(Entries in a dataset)
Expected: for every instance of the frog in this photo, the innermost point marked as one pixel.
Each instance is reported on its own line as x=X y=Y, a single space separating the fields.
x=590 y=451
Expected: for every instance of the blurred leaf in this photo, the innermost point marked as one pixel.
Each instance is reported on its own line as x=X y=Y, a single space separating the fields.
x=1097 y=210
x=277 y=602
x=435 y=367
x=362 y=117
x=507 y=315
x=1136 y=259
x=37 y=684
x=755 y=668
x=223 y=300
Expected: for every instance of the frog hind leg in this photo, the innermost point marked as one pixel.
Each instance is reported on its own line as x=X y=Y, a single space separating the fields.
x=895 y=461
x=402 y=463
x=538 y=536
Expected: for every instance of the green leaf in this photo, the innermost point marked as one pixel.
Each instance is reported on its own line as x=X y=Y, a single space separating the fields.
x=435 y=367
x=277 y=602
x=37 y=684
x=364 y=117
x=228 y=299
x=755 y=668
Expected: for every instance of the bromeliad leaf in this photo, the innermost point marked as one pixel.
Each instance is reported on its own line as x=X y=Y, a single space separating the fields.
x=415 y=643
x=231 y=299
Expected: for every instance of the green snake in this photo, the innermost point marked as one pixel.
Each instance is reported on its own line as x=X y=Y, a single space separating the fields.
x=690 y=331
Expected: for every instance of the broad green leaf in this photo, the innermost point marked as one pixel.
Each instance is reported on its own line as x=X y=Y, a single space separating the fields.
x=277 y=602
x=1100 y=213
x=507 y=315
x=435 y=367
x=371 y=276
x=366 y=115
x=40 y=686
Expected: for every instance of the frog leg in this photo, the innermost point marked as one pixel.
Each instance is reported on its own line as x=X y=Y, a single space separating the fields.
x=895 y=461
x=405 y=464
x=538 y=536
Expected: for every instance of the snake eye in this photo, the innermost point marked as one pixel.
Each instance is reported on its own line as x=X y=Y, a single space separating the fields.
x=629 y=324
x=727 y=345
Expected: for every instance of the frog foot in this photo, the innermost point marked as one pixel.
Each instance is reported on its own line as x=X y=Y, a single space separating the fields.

## [Exercise]
Rewrite all the entries above, switching every "innermost point" to "central point" and leaving everything else unchanged.

## [Result of this exercise]
Expected: for every instance of the frog in this photo, the central point marked as one pixel.
Each instance is reported on its own line as x=X y=Y, a single space separating the fields.
x=590 y=451
Expected: for every instance of the blurred leaf in this photo, the central point marked as one pixel.
Each instance is reported on its own line as x=X y=Y, a single space separating the fields.
x=1097 y=210
x=277 y=602
x=435 y=367
x=362 y=117
x=507 y=315
x=1136 y=259
x=37 y=684
x=755 y=668
x=223 y=300
Expected: for every instance of the frog hind leg in this photo, the central point marked as one pixel.
Each instance is reported on its own line as x=X y=Y, a single space separating the fields.
x=895 y=461
x=402 y=463
x=538 y=536
Expected: for every instance of the green leaf in this photo, the central point marked as one pixel.
Each instance is reported on its own line as x=X y=Y, a single space separating the fields.
x=435 y=367
x=277 y=602
x=37 y=684
x=364 y=117
x=228 y=299
x=755 y=668
Expected: for every instance of the bromeliad leaf in this photo, the central point marked as one pixel.
Each instance is reported on its own line as x=X y=Y, a single space separating the fields.
x=415 y=643
x=231 y=299
Expected: for every instance of the green snake in this photo, the central point marked as one pixel.
Each instance is reported on its own line as x=X y=Y, a single space separating the fields.
x=690 y=331
Expected: for every instance of the broad green leaf in this photo, the central point marked as one pixel.
Each instance is reported on its own line as x=X y=Y, a single space separating the fields.
x=277 y=602
x=1100 y=213
x=507 y=315
x=435 y=367
x=371 y=276
x=366 y=115
x=40 y=686
Expected: for every instance of the frog leg in this photo, the central point marked as one pixel.
Each instance is reported on its own line as x=X y=Y, a single space separating the fields.
x=895 y=461
x=405 y=464
x=538 y=536
Expected: for every instance of the snake eye in this photo, the central point marked as one pixel.
Each instance is reported on its own line as x=X y=Y, a single space separating the fields.
x=629 y=324
x=727 y=345
Expected: for every instance of the frog foot in this photo, the central point marked as one pixel.
Each instance is reported on its own line as x=X y=Y, a single space separating the fields.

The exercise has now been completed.